*DATASET RECORDS*
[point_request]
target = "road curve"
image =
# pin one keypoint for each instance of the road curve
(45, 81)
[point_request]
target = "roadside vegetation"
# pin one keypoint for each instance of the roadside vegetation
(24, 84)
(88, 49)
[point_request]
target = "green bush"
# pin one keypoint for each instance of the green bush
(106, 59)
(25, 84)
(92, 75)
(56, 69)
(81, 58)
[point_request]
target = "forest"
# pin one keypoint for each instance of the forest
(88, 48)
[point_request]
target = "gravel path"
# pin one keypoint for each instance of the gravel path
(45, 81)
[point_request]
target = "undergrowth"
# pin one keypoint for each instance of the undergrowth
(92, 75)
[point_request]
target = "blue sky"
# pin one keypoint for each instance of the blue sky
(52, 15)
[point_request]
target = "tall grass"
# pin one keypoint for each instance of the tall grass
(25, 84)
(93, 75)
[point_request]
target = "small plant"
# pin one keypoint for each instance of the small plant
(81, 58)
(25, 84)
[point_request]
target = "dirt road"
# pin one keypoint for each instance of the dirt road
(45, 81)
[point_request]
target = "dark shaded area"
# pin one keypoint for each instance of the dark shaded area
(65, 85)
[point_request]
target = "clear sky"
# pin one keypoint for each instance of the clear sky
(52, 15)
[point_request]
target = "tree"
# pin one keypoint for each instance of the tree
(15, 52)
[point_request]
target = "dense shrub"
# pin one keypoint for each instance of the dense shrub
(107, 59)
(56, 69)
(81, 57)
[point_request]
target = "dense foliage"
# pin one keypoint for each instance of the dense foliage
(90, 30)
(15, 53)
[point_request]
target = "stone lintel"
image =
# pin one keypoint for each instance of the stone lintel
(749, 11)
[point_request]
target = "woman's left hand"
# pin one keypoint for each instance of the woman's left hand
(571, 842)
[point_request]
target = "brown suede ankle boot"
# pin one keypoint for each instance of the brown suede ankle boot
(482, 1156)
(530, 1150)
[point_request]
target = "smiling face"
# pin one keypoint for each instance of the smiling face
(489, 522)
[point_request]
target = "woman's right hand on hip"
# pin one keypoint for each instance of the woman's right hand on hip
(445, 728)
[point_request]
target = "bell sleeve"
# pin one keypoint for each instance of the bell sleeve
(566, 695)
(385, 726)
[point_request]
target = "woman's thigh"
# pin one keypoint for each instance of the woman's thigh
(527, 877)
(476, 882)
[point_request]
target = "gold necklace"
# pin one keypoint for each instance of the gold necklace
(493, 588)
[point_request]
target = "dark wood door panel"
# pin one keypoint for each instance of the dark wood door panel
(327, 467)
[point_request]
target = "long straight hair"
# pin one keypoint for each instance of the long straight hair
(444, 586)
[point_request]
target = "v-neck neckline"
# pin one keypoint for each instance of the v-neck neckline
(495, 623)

*GIVEN REQUEST*
Retype every record above exactly as it appears.

*TASK ANSWER*
[point_request]
target = "road curve"
image =
# pin one keypoint for each instance of the road curve
(45, 81)
[point_request]
target = "roadside vegetation"
# pin one keypoint for each instance of the roadside vegetation
(24, 84)
(88, 49)
[point_request]
target = "green bush"
# pin one keypoint for each instance of the green bush
(106, 59)
(25, 84)
(92, 75)
(56, 69)
(81, 58)
[point_request]
target = "forest"
# pin one keypoint for each instance of the forest
(88, 48)
[point_request]
target = "gravel path"
# pin one keypoint for each instance of the gravel path
(45, 81)
[point_request]
target = "undergrowth"
# pin one keypoint for each instance of the undergrowth
(92, 75)
[point_request]
target = "blue sky"
# pin one keypoint for each instance of the blue sky
(52, 15)
[point_request]
target = "tall grass"
# pin one keypoint for each instance of the tall grass
(25, 84)
(93, 75)
[point_request]
target = "small plant"
# pin one keypoint for each instance of the small plant
(81, 58)
(25, 84)
[point_request]
target = "dirt road"
# pin one keypoint for each instance of the dirt road
(45, 81)
[point_request]
target = "dark shaded area"
# pin one keypoint for each instance of the dark shaded area
(65, 85)
[point_request]
target = "clear sky"
# pin one keypoint for each instance of the clear sky
(52, 15)
[point_request]
target = "tree"
# pin one keypoint for each instance of the tree
(15, 52)
[point_request]
target = "dense shrub"
# pin one keypoint for each instance of the dense shrub
(107, 59)
(56, 69)
(81, 57)
[point_request]
target = "dense foliage"
# pin one keypoint for each instance of the dense foliage
(90, 30)
(15, 53)
[point_request]
target = "stone lintel"
image =
# pin one keypoint for each instance of the stone lintel
(749, 11)
[point_request]
target = "woman's left hand"
# pin one keypoint for each instance of the woman's left hand
(571, 842)
[point_request]
target = "brown suede ankle boot"
# pin one keypoint for each instance of the brown suede ankle boot
(482, 1156)
(530, 1150)
[point_request]
target = "smiling face"
# pin one keypoint for each instance of the smiling face
(489, 522)
[point_request]
target = "woman's right hand on hip"
# pin one keypoint for each instance of the woman's right hand on hip
(445, 728)
[point_request]
target = "bell sleeve"
# pin one keypoint for each instance of the bell sleeve
(566, 695)
(385, 726)
[point_request]
target = "woman's thigh"
# pin one keypoint for each instance of the woman's thigh
(527, 877)
(476, 882)
[point_request]
target = "gold necklace"
# pin one keypoint for each instance of the gold necklace
(493, 588)
[point_request]
target = "dark wood door panel"
# pin one keypoint for each instance of the dark wood door panel
(327, 467)
[point_request]
target = "long straight hair"
# pin one keypoint for each instance of the long straight hair
(444, 586)
[point_request]
target = "v-neck neckline"
# pin one keypoint for each instance of the v-neck neckline
(495, 623)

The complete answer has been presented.